__Task objective__. Please copy word for word the part of the passage below on Christianity and faith that opens with the words containing "More than that, he" and closes with "of the way.".

__Document segment__.
────────────────────
If Christians believed in a loving god, I wondered, why did he hate me? Reading Jesus’ teachings, I wondered whether Christians were acquainted with them. By age 18, I had concluded that the words “Christianity” and “hypocrisy” were synonyms.

College cracked my cynicism. My freshman roommate (the late Mark McIntosh, who went on to be a distinguished Episcopal scholar and theologian) was a Christian who walked the walk. As he parried my skeptical provocations with kindness and confidence, it dawned on me that faith could be more than a pose or a pat answer.

In the fullness of time, I befriended other Christians whose faith seemed transcendent, not temporal. Even those who debated me about gay marriage seemed like good people. I took to defending them, telling my gay friends that conservative Christians based their views on a sincere reading of the Bible, not on bigotry. I insisted that Christianity, whatever its flaws, was on the level.

Then came Donald Trump, the most un-Christlike American political figure in my lifetime, if not ever. When his cruelty and turpitude won the overwhelming support of white evangelicals, I felt, in a word, suckered. When he bragged of grabbing women by the pussy (as a jury later found he had actually done), I was astonished that evangelicals redoubled their enthusiasm. When he held up a Bible in a square cleared by tear gas, I couldn’t believe they were taken in.

As time went on, I saw that his Christian supporters didn’t just tolerate his cruelty and turpitude, they reveled in them. I hoped that many Christians were appalled, but, with a handful of exceptions, where were their voices? In my disappointment and anger, I couldn’t help thinking: “I guess I had it right the first time.” I stopped defending Christians to my friends. I could feel the old cynicism washing over me.

Unexpectedly, hope showed up on Zoom. When the pandemic began, some religious friends and I started a weekly gathering, and Tim often came, flickering in from his book-lined study. The books were no mere decorations; there seemed to be nothing he had not read, no corner of religious history he did not know, no theological nicety or denominational quirk he was unacquainted with.

More than that, he was not one for pat answers. In fact, he detested them. One day, I said that God’s toleration of undeserved suffering is an insuperable contradiction. He surprised me by agreeing. If one thinks of theodicy as a bucket, he could pour into it all the strongest arguments he could think of; still, he admitted, he could not fill the bucket more than about three-fourths of the way.
────────────────────
__Recorded data__.
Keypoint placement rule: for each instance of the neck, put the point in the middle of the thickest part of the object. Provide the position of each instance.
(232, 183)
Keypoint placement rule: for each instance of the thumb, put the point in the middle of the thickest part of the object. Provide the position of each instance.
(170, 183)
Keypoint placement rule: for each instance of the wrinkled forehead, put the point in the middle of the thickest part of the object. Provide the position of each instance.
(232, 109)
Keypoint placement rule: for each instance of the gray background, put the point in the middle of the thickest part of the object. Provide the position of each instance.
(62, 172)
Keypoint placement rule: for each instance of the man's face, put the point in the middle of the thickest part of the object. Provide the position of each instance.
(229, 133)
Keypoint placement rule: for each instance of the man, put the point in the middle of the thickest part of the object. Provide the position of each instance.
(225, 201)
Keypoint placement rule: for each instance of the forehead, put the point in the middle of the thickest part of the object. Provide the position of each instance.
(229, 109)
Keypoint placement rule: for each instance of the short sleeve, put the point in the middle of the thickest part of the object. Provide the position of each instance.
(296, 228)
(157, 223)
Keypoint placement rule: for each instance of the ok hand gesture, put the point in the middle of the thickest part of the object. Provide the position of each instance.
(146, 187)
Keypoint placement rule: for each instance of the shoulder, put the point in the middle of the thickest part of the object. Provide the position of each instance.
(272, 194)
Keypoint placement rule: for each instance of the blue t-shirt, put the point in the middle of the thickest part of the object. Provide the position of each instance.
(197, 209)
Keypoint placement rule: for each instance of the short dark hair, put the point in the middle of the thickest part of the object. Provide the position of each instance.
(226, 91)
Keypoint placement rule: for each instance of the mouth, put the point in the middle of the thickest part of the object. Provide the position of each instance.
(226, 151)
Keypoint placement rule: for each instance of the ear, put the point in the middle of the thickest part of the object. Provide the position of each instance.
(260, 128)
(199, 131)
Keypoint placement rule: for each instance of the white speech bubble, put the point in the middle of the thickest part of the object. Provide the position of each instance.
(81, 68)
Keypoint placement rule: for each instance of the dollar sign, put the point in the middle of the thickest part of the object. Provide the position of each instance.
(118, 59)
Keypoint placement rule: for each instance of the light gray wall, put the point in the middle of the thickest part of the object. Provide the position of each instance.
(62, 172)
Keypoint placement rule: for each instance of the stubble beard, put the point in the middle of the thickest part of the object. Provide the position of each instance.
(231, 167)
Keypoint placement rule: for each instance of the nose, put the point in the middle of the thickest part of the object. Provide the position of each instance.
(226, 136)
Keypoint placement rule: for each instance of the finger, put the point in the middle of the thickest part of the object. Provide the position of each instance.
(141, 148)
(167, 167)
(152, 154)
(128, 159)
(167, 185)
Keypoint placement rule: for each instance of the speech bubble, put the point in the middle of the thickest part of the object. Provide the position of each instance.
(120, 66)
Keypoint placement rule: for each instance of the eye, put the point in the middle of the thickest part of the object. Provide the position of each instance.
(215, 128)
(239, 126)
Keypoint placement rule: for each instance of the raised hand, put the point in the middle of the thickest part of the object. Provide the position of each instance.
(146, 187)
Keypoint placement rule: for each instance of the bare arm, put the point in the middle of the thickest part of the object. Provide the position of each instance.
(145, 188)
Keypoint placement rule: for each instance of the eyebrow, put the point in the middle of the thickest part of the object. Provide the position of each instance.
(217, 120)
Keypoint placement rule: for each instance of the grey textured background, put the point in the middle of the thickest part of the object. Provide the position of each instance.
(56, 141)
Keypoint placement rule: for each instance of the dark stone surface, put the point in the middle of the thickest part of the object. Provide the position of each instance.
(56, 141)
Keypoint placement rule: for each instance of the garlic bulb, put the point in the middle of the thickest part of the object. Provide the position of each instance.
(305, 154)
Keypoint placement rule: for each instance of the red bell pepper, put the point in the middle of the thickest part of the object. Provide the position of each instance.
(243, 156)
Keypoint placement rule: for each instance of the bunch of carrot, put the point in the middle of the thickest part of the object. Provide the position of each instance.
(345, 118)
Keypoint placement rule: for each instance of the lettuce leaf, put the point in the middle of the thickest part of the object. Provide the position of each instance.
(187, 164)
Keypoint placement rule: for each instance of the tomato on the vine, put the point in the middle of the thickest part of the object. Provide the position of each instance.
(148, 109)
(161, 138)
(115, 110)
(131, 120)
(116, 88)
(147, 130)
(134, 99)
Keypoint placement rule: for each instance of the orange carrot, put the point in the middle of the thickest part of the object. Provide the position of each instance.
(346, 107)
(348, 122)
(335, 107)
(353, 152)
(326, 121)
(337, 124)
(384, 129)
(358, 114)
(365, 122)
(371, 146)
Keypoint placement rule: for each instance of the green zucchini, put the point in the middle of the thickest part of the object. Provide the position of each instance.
────────────────────
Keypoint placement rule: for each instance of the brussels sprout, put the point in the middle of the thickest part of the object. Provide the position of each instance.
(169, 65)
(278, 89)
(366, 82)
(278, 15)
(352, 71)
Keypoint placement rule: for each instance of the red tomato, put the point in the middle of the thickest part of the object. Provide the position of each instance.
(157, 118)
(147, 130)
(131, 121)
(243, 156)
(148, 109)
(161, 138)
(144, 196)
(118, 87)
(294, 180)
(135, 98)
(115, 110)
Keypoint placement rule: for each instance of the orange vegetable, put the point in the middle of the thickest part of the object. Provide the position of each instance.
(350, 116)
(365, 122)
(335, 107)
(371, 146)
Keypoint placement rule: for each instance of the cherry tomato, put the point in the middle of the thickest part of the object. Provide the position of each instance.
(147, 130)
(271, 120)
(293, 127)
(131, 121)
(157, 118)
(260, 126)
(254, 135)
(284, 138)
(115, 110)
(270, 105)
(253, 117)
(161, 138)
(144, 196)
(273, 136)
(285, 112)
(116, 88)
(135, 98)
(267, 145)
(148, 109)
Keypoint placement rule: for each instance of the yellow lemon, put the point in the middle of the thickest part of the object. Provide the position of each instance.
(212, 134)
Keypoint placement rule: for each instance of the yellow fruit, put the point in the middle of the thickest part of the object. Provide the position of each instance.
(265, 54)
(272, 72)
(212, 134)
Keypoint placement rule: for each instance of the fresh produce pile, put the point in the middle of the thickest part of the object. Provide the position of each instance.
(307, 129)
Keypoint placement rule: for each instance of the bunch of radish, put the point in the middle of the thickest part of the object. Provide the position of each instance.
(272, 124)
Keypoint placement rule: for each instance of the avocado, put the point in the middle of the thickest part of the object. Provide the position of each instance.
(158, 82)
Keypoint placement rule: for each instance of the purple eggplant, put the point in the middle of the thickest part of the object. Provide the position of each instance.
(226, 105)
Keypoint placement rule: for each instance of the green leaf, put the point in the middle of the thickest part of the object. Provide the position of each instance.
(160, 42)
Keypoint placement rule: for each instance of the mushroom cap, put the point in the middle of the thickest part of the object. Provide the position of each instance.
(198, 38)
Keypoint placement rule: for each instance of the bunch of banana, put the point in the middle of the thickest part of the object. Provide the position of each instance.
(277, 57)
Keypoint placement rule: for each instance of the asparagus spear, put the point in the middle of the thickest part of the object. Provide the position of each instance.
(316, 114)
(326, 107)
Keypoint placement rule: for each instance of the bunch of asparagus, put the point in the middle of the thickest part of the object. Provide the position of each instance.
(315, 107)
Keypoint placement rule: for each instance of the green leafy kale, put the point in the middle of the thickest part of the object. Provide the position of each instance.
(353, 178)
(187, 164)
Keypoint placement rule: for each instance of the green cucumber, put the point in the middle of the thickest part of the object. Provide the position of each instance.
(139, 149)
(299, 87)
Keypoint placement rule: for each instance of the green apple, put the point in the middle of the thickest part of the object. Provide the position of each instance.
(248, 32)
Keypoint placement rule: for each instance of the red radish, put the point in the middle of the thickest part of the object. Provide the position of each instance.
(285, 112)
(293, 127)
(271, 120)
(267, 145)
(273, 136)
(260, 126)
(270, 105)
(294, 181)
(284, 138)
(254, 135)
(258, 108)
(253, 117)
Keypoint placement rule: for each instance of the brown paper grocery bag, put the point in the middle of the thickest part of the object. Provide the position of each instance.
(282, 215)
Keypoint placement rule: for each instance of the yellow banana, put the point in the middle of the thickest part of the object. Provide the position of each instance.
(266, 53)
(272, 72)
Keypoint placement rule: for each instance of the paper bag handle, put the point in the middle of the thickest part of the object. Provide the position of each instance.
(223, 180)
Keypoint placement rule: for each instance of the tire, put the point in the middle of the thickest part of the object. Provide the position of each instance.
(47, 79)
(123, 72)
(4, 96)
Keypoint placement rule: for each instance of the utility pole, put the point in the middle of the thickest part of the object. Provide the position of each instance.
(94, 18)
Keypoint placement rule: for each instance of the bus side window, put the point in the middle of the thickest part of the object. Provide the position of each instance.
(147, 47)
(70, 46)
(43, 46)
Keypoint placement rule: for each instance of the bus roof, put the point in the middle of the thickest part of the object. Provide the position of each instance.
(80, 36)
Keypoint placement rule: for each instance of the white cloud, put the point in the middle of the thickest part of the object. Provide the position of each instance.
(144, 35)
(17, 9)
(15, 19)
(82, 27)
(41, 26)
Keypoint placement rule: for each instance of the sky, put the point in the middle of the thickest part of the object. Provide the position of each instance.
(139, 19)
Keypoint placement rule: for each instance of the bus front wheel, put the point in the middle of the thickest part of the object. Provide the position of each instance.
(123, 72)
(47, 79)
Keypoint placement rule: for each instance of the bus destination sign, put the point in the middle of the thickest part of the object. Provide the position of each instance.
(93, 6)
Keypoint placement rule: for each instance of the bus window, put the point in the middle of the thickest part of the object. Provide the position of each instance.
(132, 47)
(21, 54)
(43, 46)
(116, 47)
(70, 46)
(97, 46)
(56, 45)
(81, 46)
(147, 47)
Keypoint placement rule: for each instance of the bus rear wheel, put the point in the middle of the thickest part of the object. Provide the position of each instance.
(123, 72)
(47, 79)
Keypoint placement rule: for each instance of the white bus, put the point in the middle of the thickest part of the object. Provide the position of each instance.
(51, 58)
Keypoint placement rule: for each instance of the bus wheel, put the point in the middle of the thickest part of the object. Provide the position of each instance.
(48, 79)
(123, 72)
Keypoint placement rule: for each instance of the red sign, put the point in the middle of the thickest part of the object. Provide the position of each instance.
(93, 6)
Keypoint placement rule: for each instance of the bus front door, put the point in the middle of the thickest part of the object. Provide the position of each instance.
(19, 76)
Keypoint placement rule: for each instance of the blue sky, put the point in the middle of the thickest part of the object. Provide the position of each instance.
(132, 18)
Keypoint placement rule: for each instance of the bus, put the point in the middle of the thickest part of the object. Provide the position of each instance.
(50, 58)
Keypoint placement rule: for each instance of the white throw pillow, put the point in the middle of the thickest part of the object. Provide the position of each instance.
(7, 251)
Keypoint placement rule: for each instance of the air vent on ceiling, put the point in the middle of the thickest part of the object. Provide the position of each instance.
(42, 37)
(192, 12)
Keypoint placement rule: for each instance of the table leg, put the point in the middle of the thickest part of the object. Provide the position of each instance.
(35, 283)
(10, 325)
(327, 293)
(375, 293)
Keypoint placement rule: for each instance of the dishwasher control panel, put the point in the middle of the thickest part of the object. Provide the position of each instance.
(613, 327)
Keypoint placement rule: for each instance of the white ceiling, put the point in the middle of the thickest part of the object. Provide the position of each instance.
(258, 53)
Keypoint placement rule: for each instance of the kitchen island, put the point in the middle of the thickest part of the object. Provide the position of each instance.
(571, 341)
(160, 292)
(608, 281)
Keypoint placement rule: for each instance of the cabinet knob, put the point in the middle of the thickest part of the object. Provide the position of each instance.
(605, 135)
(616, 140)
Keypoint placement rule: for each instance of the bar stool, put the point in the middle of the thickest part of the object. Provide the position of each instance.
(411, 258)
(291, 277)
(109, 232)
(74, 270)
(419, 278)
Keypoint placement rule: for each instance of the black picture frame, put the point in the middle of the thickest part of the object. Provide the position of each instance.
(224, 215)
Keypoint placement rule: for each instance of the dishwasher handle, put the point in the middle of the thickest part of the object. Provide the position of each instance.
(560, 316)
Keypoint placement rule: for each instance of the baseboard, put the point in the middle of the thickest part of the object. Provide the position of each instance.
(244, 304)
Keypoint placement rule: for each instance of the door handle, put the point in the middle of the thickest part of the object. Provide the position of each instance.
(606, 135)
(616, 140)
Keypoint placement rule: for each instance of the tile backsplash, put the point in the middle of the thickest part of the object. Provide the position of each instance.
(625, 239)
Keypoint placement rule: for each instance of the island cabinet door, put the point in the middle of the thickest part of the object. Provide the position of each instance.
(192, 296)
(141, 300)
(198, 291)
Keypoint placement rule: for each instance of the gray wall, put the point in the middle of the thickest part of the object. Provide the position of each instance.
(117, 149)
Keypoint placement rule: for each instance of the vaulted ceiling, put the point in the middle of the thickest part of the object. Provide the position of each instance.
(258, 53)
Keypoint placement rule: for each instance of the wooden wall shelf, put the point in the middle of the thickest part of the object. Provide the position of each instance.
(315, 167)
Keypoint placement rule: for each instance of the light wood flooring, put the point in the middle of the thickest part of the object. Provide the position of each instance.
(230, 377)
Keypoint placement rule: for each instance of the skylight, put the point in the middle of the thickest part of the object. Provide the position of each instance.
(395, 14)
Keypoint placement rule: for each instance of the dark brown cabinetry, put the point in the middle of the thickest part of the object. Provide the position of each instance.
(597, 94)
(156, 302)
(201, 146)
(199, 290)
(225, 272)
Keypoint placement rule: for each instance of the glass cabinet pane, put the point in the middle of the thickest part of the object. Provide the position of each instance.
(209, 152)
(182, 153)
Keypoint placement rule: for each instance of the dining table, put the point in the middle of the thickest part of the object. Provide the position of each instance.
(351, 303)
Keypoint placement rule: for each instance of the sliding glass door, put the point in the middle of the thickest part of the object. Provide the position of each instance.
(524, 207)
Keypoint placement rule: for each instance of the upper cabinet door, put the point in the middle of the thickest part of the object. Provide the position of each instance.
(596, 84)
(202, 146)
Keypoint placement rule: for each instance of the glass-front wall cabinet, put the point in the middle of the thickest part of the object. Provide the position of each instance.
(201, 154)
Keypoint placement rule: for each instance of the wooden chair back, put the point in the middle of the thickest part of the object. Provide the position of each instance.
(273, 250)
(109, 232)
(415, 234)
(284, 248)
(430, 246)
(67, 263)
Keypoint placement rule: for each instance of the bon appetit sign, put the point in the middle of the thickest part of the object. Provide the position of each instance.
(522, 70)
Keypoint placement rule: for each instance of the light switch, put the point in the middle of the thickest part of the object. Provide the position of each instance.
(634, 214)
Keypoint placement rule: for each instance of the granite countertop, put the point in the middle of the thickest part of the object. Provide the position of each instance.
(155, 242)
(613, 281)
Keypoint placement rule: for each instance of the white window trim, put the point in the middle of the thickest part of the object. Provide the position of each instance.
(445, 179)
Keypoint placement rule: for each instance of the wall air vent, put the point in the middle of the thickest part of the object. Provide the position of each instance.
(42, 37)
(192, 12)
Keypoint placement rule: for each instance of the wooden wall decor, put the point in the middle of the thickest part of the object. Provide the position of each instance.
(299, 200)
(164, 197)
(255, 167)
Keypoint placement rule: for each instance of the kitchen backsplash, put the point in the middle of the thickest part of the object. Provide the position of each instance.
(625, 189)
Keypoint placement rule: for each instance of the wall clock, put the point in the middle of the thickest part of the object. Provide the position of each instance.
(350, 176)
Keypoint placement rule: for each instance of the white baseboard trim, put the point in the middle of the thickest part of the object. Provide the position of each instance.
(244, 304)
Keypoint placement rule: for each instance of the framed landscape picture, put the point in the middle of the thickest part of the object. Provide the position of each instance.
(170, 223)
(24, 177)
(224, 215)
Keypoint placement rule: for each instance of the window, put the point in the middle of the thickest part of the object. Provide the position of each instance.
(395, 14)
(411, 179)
────────────────────
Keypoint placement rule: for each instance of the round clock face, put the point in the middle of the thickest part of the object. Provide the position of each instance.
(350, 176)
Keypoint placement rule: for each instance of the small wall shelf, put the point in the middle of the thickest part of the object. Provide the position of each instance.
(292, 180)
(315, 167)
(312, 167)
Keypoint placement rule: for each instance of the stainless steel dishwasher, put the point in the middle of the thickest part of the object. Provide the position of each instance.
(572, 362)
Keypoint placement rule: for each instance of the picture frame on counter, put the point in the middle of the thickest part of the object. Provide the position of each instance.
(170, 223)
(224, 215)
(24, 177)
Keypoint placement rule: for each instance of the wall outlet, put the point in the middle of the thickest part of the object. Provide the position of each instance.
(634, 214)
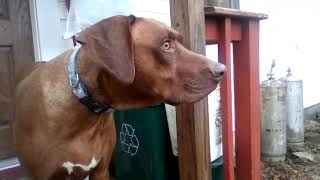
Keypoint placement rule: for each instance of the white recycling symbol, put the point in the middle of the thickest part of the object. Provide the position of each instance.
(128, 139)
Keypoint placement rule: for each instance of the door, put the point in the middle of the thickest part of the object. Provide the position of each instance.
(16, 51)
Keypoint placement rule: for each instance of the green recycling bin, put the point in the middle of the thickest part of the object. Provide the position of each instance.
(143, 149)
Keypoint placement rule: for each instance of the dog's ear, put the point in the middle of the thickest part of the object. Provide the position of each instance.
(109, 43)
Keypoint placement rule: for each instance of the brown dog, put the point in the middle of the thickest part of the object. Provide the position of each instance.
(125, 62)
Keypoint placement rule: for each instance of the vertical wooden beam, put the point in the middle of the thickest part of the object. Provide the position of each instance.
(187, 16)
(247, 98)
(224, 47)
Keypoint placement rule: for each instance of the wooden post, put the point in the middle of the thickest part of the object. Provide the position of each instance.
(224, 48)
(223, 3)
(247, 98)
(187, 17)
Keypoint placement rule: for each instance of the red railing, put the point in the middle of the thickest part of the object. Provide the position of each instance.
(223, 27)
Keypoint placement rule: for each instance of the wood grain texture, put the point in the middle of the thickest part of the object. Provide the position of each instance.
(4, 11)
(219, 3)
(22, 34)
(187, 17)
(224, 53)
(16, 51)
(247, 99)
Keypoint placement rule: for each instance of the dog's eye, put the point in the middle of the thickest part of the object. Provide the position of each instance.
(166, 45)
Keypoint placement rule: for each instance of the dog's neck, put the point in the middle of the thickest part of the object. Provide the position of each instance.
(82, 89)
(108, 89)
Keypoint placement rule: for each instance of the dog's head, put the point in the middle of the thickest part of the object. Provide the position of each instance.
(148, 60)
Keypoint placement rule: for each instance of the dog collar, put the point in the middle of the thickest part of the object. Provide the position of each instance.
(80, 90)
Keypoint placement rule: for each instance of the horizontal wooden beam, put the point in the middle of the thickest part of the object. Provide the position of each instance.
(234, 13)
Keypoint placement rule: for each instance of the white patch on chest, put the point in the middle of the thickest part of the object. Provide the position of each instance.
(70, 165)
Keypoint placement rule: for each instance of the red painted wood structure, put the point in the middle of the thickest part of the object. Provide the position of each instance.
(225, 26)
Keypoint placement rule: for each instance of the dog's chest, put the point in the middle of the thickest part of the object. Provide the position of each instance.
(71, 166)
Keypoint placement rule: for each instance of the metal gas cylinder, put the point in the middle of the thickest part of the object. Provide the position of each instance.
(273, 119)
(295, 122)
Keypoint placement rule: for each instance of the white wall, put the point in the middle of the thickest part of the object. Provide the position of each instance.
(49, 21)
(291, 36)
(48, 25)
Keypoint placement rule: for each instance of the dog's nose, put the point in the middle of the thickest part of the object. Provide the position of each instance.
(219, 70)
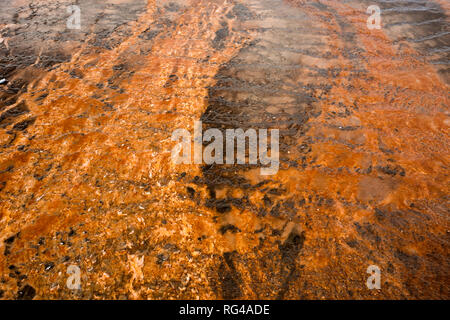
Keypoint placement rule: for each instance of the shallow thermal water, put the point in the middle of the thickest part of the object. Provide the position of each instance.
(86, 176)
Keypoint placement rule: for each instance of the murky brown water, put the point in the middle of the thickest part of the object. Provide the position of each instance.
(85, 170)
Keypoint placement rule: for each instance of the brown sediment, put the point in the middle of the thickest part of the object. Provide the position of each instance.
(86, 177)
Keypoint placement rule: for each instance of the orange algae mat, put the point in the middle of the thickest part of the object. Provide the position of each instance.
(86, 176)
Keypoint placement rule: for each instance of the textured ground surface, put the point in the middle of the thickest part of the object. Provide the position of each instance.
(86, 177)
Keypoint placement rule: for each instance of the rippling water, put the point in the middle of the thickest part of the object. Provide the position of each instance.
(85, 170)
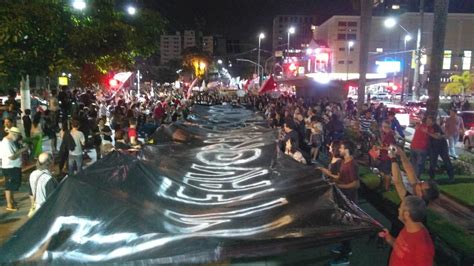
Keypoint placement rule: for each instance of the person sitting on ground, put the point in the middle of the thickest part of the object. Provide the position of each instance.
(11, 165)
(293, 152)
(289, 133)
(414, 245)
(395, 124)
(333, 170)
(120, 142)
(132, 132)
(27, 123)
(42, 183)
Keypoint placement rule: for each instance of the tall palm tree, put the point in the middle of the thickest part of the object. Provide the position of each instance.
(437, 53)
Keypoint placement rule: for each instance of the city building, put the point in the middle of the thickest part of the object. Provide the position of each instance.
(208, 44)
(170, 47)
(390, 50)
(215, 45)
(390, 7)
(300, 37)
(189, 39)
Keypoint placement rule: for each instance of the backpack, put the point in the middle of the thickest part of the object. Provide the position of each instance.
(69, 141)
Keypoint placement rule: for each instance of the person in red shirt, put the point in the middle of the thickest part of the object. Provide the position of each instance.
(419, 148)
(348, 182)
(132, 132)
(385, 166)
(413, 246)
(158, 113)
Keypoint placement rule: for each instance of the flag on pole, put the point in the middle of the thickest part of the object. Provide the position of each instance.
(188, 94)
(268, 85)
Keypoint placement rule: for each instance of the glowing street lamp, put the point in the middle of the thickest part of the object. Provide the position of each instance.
────────────────────
__Result of the exercise__.
More than that, he was not one for pat answers. In fact, he detested them. One day, I said that God’s toleration of undeserved suffering is an insuperable contradiction. He surprised me by agreeing. If one thinks of theodicy as a bucket, he could pour into it all the strongest arguments he could think of; still, he admitted, he could not fill the bucket more than about three-fourths of the way.